Text>
Islandora/documentation

Use Case: DOI minting

bryjbrown opened this issue ยท 22 comments

Title (Goal) Mint DOIs for new content
Primary Actor user
Scope Drupal
Level Medium
Story I am a user creating a new repository object, I want to be able to mint a new DOI automatically from the submission form.

Implementation ideas: perhaps have a DOI field that, if empty, triggers a checkbox that says "Mint DOI?" and, if checked, triggers an action at the Drupal level that farms out the DOI minting request to whatever vendor backend you have configured, and sticks the newly minted DOI in the DOI field. This should be seamless from the user's perspective, but completely configurable from the repository administrator's perspective.

@mjordan's 7.x islandora_doi_framework module provided an abstract DOI handling API and put the DataCite API specifics into a submodule so that the main module could be extended to work with other vendor backends through submodules as well (like CrossRef). This should be like that. Drupal 8's search_api and search_api_solr are another example of this pattern in practice.

My specific use case is for DOIs, but if we are trying to make this an abstract API, would it make sense to start at the level of generic identifiers that need to be minted from a third party? This would allow for the use of other DOI-like identifiers (like ARKs and Handles) too.

Records for the exercise>
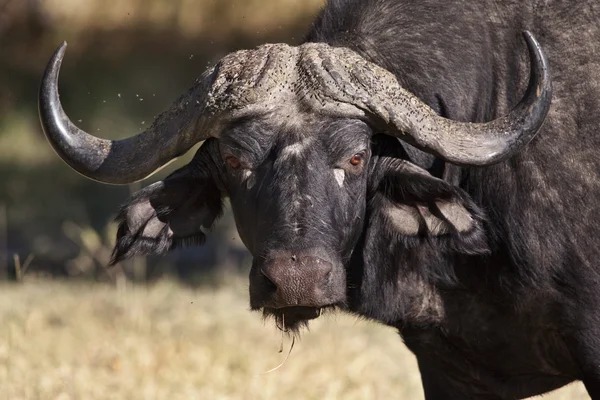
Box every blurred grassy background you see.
[0,0,322,282]
[0,0,587,400]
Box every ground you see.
[0,278,589,400]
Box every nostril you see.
[260,268,277,290]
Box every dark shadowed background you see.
[0,0,322,282]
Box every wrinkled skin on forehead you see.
[114,110,487,331]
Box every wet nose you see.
[261,254,333,308]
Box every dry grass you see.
[0,279,588,400]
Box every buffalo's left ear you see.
[111,162,223,265]
[370,157,489,254]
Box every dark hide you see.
[115,0,600,400]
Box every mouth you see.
[263,305,335,334]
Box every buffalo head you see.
[39,33,551,328]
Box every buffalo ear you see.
[111,165,223,265]
[376,159,489,254]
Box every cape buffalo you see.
[39,0,600,400]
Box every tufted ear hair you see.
[111,146,223,265]
[370,156,489,254]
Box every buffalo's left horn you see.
[38,42,217,184]
[300,31,552,166]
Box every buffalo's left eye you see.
[350,153,364,167]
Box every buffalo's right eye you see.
[225,156,242,169]
[350,153,364,167]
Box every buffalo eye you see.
[225,156,242,169]
[350,153,364,167]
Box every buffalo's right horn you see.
[38,42,219,184]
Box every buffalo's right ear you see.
[111,164,223,265]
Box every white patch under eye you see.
[333,168,346,187]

What this exercise asks>
**a)** Reproduce the passage from the DOI minting issue word for word, starting at "Use Case: DOI" and ending at "repository administrator's perspective.".
**b)** Output the records starting at the line that contains "Box every dry grass you see." and ending at the line that contains "[39,0,600,400]" as a two-column CSV with the headers request and answer. Write one row per request, put each value in a single quoted field, and replace any line breaks with spaces.

Solutions by task>
**a)**
Use Case: DOI minting

bryjbrown opened this issue ยท 22 comments

Title (Goal) Mint DOIs for new content
Primary Actor user
Scope Drupal
Level Medium
Story I am a user creating a new repository object, I want to be able to mint a new DOI automatically from the submission form.

Implementation ideas: perhaps have a DOI field that, if empty, triggers a checkbox that says "Mint DOI?" and, if checked, triggers an action at the Drupal level that farms out the DOI minting request to whatever vendor backend you have configured, and sticks the newly minted DOI in the DOI field. This should be seamless from the user's perspective, but completely configurable from the repository administrator's perspective.

**b)**
request,answer
"Box every dry grass you see.","[0,279,588,400]"
"Box every buffalo's left ear you see.","[111,162,223,265] [370,157,489,254]"
"Box every dark hide you see.","[115,0,600,400]"
"Box every mouth you see.","[263,305,335,334]"
"Box every buffalo head you see.","[39,33,551,328]"
"Box every buffalo ear you see.","[111,165,223,265] [376,159,489,254]"
"Box every cape buffalo you see.","[39,0,600,400]"